### EXERCISE
Starting at the line that contains "the front side" and ending at the last line of the material, reproduce every line, requests included, rescaling each x and y coordinate in the answers by 2.55. Round each result to a whole number, with halves rounding up.

── ENTRIES SHOWN ──

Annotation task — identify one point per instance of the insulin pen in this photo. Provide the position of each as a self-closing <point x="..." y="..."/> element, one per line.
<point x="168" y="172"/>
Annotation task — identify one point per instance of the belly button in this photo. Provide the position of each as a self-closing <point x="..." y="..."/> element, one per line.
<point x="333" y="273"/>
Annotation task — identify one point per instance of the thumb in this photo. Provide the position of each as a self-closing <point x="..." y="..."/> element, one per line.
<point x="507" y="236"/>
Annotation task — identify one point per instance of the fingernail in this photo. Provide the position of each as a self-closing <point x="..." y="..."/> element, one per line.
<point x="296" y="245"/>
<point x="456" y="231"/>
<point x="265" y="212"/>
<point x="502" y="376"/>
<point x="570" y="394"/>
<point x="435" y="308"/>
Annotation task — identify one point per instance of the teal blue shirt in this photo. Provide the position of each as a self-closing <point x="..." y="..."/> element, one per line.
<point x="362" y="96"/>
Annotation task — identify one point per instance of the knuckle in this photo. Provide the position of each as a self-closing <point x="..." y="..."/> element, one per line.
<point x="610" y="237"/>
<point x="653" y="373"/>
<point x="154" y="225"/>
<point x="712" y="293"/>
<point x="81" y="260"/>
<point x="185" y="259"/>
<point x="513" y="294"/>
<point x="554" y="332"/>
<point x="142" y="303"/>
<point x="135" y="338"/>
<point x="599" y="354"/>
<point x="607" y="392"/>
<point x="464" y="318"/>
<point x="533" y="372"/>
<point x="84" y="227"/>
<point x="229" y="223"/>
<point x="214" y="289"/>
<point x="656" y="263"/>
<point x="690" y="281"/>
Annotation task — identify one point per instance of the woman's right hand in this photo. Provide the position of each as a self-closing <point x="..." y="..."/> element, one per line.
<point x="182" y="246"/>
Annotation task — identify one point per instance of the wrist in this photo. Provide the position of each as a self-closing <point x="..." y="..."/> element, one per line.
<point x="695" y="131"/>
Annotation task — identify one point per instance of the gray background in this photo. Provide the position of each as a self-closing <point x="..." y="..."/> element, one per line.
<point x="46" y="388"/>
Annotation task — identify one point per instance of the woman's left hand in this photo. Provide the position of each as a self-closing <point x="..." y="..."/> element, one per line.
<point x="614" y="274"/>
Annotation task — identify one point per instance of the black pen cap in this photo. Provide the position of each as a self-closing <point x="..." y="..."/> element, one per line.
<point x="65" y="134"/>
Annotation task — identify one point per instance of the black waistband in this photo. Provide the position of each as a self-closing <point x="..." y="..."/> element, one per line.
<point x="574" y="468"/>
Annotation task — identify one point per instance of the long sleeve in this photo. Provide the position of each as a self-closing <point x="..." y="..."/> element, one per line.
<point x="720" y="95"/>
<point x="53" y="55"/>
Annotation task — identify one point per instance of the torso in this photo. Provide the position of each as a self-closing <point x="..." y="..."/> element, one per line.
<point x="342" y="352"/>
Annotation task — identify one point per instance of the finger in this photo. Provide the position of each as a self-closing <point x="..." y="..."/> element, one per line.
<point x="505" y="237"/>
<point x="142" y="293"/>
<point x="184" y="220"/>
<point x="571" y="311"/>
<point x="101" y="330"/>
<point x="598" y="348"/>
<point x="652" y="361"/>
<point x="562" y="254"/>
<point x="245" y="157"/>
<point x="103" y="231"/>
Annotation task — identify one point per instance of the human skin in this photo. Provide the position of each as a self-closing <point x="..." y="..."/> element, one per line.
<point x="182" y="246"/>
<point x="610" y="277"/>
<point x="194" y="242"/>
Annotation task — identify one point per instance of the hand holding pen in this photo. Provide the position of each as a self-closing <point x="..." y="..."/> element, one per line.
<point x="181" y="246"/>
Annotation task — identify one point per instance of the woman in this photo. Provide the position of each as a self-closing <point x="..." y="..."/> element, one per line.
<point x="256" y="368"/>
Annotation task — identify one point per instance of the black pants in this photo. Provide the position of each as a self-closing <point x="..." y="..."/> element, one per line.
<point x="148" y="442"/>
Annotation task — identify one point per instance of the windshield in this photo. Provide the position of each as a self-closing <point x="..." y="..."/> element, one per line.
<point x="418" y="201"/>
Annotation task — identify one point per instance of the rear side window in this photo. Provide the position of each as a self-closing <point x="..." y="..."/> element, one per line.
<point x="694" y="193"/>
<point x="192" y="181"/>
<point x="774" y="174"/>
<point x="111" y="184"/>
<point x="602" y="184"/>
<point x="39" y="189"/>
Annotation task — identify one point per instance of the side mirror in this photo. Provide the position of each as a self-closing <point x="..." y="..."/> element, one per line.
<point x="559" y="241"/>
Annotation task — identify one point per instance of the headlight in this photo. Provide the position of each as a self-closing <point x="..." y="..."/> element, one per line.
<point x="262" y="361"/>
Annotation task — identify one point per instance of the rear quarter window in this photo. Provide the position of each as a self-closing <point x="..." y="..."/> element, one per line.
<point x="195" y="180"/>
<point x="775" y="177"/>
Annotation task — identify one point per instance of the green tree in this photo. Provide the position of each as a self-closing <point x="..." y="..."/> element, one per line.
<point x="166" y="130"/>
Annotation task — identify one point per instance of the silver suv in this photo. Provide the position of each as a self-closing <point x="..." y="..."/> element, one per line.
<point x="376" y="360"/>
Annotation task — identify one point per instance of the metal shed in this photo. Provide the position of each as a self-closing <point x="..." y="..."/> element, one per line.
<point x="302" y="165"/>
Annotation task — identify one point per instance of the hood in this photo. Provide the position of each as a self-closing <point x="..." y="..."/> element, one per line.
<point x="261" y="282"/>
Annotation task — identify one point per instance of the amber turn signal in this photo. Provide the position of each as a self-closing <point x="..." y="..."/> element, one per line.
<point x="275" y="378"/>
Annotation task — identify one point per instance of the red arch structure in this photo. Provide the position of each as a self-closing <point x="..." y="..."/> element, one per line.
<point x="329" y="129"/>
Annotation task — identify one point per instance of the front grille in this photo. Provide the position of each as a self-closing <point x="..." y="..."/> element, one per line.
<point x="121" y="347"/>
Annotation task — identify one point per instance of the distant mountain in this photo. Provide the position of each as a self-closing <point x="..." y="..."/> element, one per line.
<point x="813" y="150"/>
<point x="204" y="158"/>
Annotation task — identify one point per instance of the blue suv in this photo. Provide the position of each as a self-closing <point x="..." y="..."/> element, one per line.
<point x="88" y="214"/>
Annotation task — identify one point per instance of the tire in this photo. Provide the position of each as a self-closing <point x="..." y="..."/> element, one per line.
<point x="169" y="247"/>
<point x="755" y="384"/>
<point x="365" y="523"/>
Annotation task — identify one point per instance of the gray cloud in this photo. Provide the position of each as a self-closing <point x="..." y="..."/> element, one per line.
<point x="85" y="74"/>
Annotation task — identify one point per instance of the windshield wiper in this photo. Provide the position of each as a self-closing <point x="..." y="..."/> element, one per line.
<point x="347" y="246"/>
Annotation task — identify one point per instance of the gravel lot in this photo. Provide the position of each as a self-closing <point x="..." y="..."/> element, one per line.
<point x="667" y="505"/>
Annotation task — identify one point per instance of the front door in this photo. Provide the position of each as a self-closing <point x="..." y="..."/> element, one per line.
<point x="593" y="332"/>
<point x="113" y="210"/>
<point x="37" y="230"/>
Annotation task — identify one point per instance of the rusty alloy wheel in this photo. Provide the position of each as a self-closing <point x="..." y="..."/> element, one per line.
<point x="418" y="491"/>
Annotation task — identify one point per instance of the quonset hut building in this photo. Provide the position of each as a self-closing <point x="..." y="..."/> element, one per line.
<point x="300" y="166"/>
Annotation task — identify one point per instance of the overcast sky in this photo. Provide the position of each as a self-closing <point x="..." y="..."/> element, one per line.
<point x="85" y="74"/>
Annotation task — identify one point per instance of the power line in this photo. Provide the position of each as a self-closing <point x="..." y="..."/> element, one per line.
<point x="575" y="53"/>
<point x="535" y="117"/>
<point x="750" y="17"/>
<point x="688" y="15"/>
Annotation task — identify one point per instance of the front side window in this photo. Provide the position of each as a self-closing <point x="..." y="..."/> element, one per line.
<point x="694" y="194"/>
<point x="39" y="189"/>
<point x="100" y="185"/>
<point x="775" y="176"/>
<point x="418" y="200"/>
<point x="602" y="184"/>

───

### FINISHED ANSWER
Annotation task — identify one point per instance of the front side window in this photo. Provide the position of each as a self-closing <point x="..." y="..."/> element, one per line.
<point x="1770" y="495"/>
<point x="99" y="482"/>
<point x="255" y="472"/>
<point x="1976" y="449"/>
<point x="1066" y="510"/>
<point x="1535" y="469"/>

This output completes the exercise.